*Work required*:
Output exactly what appears from the line containing "Check that each instance of the frosted" to the end of the data below, and nothing more.

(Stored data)
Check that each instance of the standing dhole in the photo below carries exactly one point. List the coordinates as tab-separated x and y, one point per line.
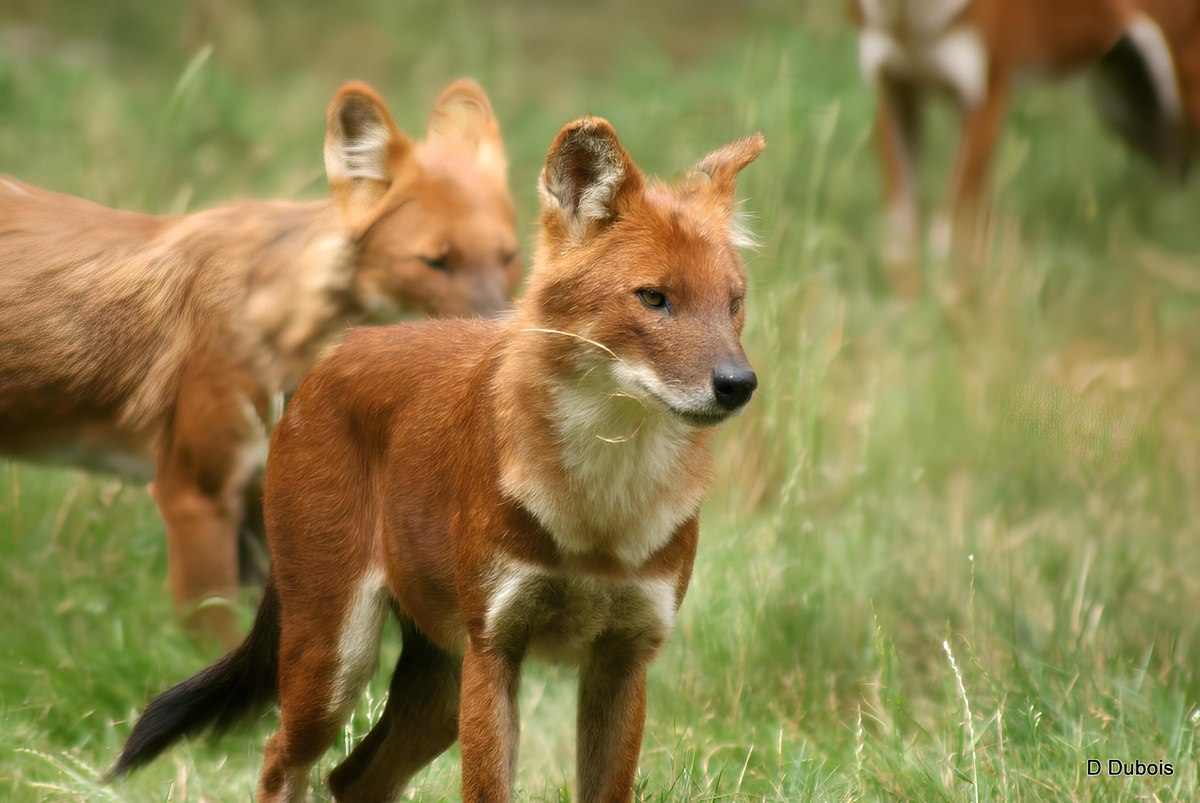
972	51
153	346
507	489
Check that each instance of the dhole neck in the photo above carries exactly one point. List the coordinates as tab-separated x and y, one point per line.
610	478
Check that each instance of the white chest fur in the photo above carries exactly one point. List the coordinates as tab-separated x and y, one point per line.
917	41
622	485
556	616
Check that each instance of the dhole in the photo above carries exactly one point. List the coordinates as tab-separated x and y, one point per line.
153	346
971	49
527	487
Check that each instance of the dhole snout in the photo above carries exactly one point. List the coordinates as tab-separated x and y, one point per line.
527	487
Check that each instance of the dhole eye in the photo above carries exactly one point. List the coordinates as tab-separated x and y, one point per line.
652	298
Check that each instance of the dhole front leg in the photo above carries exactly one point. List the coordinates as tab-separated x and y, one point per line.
611	717
898	129
418	724
489	726
964	223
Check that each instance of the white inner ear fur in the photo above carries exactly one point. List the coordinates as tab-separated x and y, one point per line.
591	202
363	156
741	234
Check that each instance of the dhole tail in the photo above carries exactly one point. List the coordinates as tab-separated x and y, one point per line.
233	689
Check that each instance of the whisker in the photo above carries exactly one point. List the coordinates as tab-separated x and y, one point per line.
586	340
646	412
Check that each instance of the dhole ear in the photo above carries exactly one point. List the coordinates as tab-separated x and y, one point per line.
587	175
365	153
717	174
463	118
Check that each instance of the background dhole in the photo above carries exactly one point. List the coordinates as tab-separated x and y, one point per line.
153	345
973	51
515	489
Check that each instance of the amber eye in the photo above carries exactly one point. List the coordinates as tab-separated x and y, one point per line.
652	298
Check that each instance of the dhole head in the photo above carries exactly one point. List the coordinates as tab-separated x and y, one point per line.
648	271
433	221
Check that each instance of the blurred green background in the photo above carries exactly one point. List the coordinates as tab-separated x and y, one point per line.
1008	477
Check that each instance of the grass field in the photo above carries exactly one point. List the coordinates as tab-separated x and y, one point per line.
951	551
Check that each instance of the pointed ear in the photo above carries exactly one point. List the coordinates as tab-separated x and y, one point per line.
587	177
717	174
723	165
365	153
462	118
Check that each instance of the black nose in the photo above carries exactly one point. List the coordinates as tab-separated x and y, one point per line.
732	384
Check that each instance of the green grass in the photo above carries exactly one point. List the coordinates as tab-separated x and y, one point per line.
1012	481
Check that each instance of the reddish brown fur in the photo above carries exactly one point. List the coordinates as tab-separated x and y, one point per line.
509	489
1015	36
153	345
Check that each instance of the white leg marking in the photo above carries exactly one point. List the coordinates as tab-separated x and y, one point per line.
358	645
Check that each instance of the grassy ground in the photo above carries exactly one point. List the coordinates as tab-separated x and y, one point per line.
951	552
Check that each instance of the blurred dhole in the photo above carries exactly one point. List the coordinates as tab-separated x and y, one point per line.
153	346
971	51
508	490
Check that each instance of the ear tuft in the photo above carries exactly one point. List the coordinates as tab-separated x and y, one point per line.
364	150
717	174
462	112
463	121
724	163
586	171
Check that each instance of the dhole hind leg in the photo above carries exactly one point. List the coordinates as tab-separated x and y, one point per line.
198	490
329	649
418	724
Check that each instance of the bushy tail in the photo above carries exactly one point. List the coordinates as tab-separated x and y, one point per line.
234	688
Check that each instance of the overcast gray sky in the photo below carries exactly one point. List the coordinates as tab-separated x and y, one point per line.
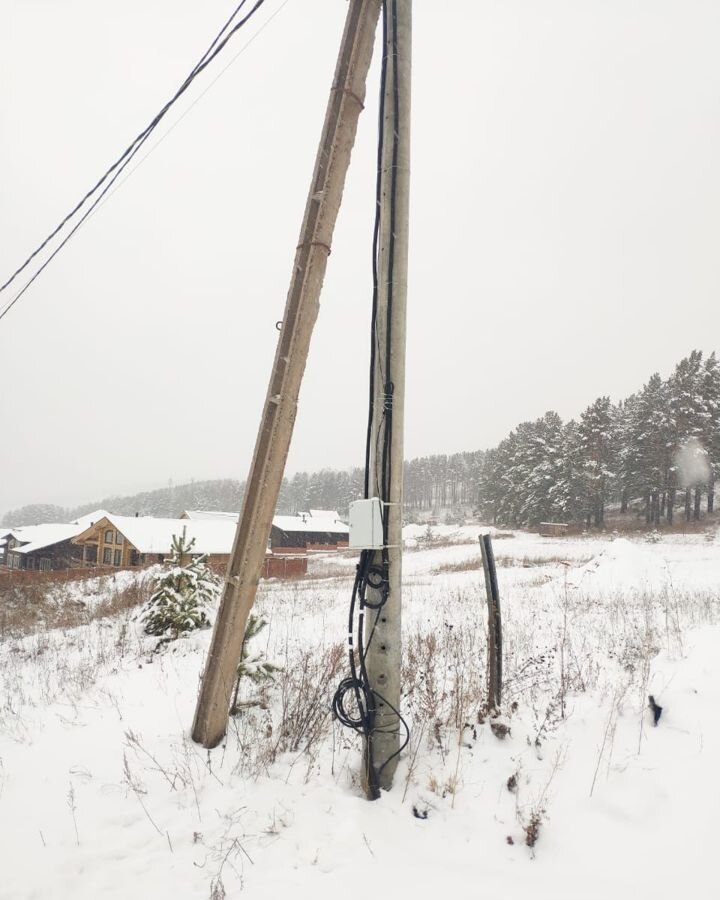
565	224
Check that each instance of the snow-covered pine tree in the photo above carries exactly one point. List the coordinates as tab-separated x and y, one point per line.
183	595
253	667
711	429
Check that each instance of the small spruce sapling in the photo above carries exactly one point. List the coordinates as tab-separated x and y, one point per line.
180	602
253	667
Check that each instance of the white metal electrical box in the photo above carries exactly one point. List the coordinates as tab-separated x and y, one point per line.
366	524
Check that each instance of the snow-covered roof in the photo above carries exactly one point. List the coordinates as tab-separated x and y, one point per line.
202	515
325	524
150	535
91	518
37	537
317	520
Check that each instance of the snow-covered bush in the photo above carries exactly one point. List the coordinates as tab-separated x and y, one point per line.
183	595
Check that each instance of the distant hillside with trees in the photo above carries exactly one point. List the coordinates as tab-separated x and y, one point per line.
660	446
659	450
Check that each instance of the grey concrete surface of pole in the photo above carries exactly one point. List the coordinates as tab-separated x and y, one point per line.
383	627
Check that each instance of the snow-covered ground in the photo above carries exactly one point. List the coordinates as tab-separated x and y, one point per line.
103	794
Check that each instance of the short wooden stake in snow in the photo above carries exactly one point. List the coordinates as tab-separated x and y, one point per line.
278	418
494	625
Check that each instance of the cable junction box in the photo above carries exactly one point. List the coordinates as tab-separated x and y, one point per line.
366	531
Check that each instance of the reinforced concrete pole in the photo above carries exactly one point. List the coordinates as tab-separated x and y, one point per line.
278	417
383	627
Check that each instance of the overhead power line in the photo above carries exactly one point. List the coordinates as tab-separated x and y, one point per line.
111	175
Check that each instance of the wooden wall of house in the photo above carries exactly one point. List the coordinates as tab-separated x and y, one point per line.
60	556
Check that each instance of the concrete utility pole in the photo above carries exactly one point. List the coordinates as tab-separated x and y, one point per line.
301	308
384	650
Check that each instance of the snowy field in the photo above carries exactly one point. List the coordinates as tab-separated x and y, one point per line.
104	795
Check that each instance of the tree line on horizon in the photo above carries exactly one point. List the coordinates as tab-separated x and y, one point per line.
659	450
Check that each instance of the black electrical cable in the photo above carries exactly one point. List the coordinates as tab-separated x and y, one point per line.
370	574
121	163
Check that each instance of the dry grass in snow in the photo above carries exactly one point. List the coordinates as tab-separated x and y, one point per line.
102	792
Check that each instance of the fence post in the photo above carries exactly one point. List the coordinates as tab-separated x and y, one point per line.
494	625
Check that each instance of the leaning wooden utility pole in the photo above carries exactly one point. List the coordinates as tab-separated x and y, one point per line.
301	308
383	629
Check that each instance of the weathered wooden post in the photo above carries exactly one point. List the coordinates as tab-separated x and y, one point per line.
494	625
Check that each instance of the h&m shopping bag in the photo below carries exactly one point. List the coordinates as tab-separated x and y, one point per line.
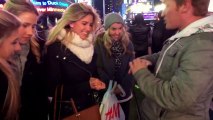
110	108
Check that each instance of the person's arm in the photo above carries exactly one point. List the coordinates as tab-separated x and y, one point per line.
53	72
190	79
100	65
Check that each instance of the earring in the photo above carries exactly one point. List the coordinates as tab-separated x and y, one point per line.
71	25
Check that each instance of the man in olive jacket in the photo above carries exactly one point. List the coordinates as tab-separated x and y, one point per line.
182	86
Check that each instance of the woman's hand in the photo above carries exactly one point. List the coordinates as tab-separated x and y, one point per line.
96	84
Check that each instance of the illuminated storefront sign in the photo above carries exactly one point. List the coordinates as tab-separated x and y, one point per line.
50	5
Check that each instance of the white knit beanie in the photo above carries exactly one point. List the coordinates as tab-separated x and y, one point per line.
112	18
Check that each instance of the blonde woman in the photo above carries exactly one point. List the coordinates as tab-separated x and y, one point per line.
115	50
71	59
9	86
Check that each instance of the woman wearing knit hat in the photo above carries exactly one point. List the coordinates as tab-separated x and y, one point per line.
115	50
71	60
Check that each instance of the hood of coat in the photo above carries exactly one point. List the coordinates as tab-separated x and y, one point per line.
202	25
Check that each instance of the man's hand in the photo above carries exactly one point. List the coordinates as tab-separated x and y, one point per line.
138	64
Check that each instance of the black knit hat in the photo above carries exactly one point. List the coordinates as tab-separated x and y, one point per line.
112	18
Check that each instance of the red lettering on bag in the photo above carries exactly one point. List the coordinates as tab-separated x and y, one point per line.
113	112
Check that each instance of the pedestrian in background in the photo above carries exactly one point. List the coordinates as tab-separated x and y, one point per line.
9	85
115	50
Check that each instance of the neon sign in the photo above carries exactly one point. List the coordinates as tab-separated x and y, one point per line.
1	6
50	9
50	3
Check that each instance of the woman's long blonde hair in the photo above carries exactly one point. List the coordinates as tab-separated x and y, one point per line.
9	24
73	13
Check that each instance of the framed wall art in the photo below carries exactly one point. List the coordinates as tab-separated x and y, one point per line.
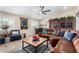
24	23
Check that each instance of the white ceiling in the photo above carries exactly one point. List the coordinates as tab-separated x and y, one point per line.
34	11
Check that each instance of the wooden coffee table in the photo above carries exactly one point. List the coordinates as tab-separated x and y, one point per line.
34	44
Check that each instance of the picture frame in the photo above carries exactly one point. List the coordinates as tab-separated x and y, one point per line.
24	23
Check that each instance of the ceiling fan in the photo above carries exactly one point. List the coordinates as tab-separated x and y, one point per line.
42	10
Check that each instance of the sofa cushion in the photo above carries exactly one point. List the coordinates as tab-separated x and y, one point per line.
61	33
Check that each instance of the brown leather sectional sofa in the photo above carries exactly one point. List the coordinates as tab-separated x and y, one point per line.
65	46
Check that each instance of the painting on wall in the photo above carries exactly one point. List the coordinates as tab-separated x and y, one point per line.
24	23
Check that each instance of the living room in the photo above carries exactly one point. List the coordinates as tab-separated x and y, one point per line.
31	22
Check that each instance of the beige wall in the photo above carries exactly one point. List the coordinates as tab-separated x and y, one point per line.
30	30
71	12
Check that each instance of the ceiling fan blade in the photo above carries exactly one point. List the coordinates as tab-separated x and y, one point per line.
46	10
37	11
42	7
43	13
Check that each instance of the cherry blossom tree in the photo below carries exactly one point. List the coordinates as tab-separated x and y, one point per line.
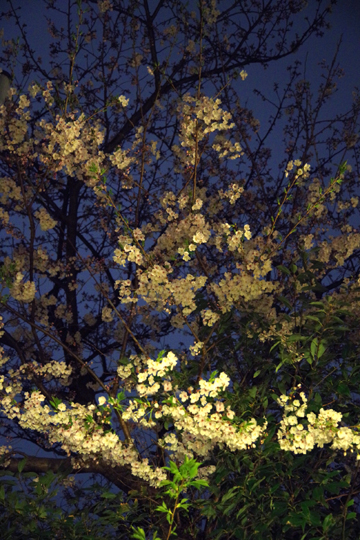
179	319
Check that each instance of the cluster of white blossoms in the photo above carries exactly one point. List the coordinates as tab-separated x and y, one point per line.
300	438
198	119
201	417
200	425
155	369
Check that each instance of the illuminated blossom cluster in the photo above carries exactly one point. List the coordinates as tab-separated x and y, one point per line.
200	118
300	437
200	415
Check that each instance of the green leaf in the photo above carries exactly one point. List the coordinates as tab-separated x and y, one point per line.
284	270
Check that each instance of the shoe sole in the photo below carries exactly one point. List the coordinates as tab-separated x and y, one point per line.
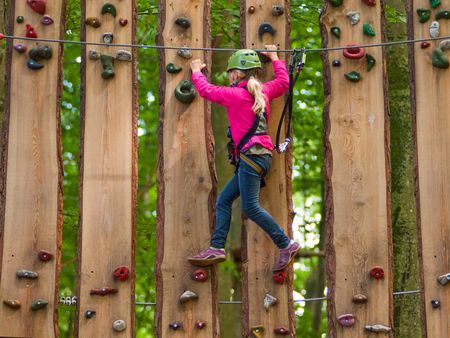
206	262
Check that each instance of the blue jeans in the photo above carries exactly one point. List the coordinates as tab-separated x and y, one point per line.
246	183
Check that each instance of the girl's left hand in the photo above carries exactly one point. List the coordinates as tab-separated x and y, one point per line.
197	65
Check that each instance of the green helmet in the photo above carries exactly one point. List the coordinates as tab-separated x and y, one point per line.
244	59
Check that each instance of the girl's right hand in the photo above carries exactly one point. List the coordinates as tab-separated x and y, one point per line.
197	65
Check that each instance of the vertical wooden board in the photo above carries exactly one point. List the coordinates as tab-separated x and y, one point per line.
357	173
432	122
31	184
186	181
259	252
108	176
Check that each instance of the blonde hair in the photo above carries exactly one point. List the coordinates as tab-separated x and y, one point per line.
254	87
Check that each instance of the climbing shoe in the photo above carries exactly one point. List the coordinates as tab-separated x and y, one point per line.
207	257
286	256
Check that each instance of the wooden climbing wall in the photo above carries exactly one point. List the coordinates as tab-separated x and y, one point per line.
108	174
356	173
186	181
259	252
31	178
432	122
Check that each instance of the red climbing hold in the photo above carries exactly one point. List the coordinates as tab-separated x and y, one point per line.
37	5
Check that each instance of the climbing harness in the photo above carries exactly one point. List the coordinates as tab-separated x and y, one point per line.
298	59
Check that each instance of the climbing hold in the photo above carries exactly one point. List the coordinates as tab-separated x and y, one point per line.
108	66
336	31
93	22
199	275
89	314
123	55
45	256
435	3
279	276
277	10
185	91
347	320
33	64
336	63
12	303
444	44
47	20
184	53
184	22
257	331
282	331
94	55
370	2
200	325
442	14
31	32
377	328
27	274
108	37
353	52
37	5
377	272
38	304
119	325
359	298
424	14
269	301
109	8
353	76
103	291
353	16
187	296
336	3
370	61
20	48
434	29
439	59
444	279
121	273
368	29
176	325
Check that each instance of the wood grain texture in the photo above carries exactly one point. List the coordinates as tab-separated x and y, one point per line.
356	174
31	188
108	177
259	252
430	102
186	180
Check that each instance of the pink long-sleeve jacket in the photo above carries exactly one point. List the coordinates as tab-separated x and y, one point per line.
238	102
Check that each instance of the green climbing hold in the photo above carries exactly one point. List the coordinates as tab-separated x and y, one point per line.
353	76
439	59
370	62
368	29
442	14
424	14
109	8
435	3
336	31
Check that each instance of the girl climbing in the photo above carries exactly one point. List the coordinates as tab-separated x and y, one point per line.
248	108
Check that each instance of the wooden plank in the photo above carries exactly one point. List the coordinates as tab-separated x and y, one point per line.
31	183
186	180
430	104
108	176
259	252
356	174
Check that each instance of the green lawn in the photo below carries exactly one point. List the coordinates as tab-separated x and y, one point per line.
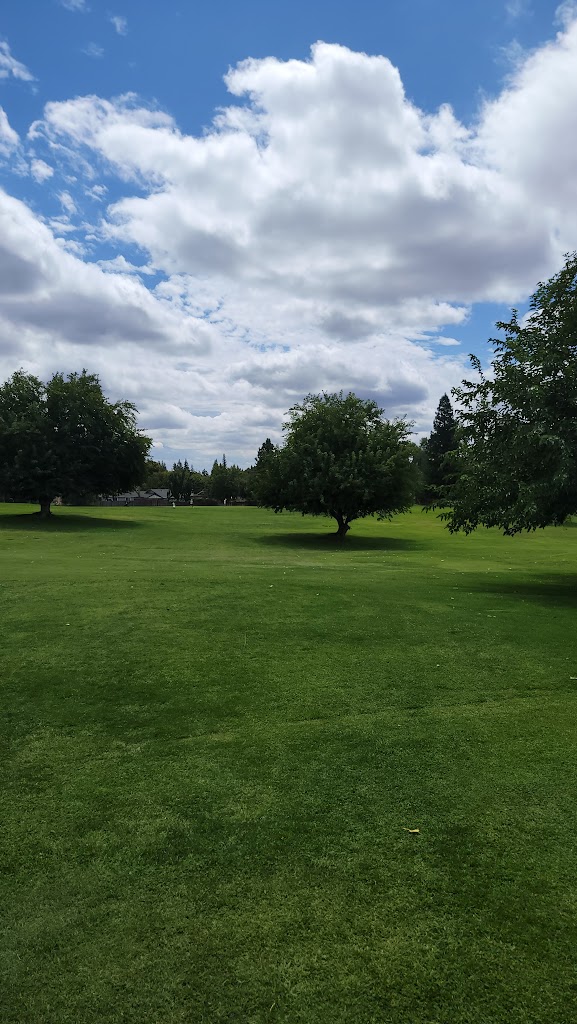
217	726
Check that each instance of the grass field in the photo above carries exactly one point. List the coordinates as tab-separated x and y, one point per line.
218	726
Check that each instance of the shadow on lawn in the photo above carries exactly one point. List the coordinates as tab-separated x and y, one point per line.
561	589
320	542
64	523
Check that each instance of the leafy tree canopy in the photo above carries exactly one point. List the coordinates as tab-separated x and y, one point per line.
520	425
64	437
339	459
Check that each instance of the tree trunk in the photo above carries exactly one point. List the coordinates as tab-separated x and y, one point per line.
343	527
44	508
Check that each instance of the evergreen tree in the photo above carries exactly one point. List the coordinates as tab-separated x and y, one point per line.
440	464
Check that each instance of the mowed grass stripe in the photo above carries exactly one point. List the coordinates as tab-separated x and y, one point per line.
218	726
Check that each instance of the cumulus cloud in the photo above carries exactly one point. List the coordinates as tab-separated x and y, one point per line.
517	8
9	138
93	50
323	233
120	24
40	170
9	67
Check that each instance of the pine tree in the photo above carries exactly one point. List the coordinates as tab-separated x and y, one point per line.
441	469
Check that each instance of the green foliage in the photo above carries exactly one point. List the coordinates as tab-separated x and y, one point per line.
228	481
156	474
340	459
65	438
520	425
180	481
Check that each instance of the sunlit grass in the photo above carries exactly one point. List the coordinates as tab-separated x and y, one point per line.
218	725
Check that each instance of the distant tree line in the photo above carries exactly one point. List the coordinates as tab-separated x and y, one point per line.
183	481
506	459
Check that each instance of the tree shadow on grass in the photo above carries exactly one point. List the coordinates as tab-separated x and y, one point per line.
545	590
62	523
329	542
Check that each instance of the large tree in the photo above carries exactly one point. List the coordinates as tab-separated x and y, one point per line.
65	437
339	459
519	444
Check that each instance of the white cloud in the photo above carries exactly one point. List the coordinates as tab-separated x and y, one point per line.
518	8
40	170
93	50
9	138
68	203
10	67
121	265
566	13
120	24
324	233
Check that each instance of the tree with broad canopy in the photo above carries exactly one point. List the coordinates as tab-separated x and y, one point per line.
65	437
340	459
519	426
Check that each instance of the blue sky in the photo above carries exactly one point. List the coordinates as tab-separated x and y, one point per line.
359	214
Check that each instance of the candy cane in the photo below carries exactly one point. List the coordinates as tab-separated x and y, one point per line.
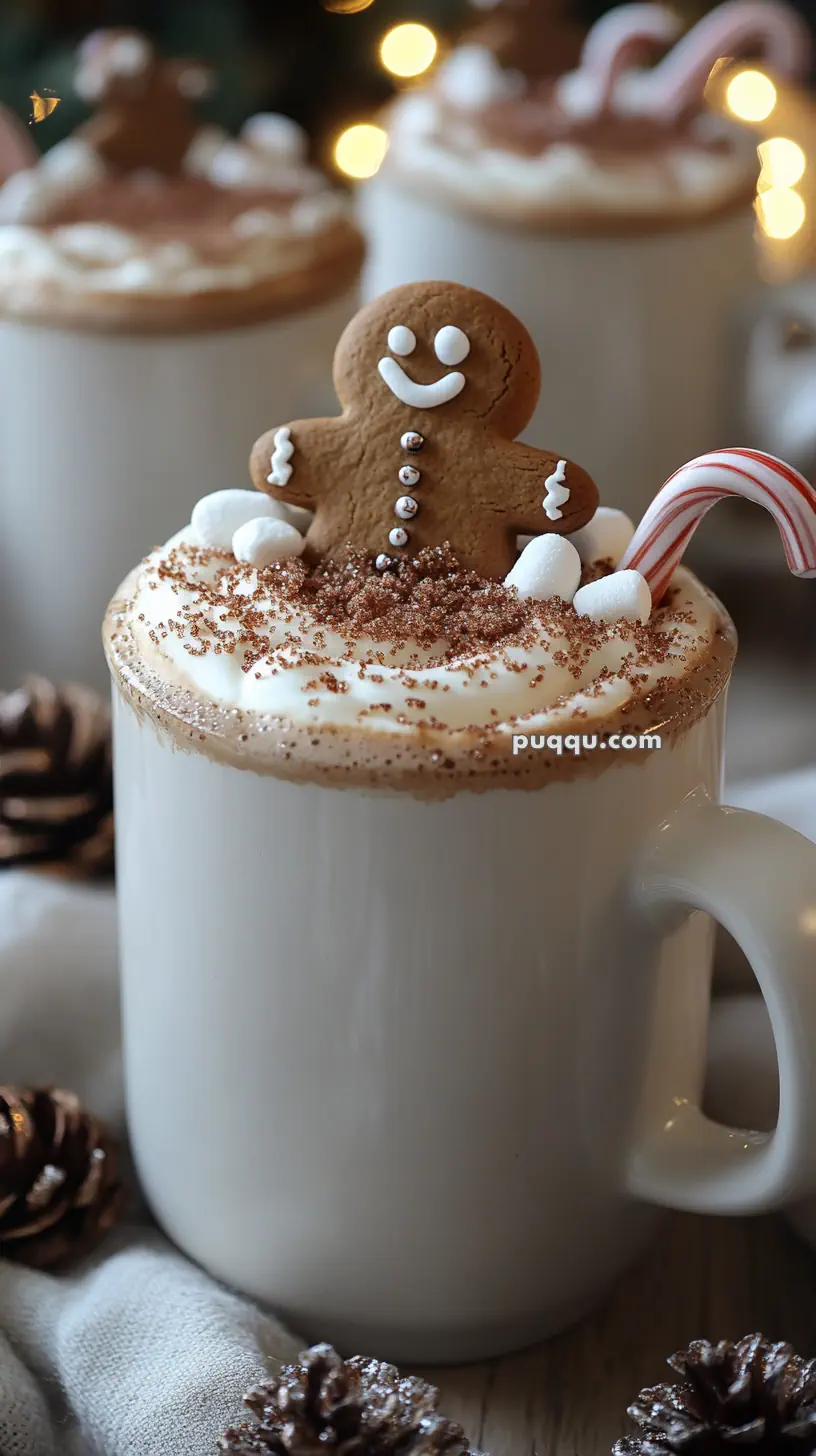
679	80
678	508
615	42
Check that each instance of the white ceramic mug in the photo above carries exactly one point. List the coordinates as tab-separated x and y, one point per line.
414	1072
633	331
107	441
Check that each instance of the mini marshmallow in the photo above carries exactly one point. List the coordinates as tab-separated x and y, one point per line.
130	56
203	149
72	165
276	137
471	77
236	165
312	213
219	516
134	275
261	222
548	567
296	516
605	537
621	596
265	540
95	243
24	197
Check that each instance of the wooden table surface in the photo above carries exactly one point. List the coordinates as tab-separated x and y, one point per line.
705	1277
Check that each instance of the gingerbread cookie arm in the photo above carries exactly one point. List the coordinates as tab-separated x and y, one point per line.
547	492
300	462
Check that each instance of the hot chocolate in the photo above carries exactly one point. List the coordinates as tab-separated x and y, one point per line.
599	198
126	226
293	644
159	283
437	958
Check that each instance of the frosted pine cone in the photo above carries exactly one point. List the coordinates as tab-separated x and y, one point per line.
56	778
59	1183
751	1397
353	1407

*Answer space*:
Check that each instance of the frosted pine cone in the photo above carries exactly one point. List the coordinates as tab-separated x and y, one point per line.
56	778
59	1183
751	1397
353	1407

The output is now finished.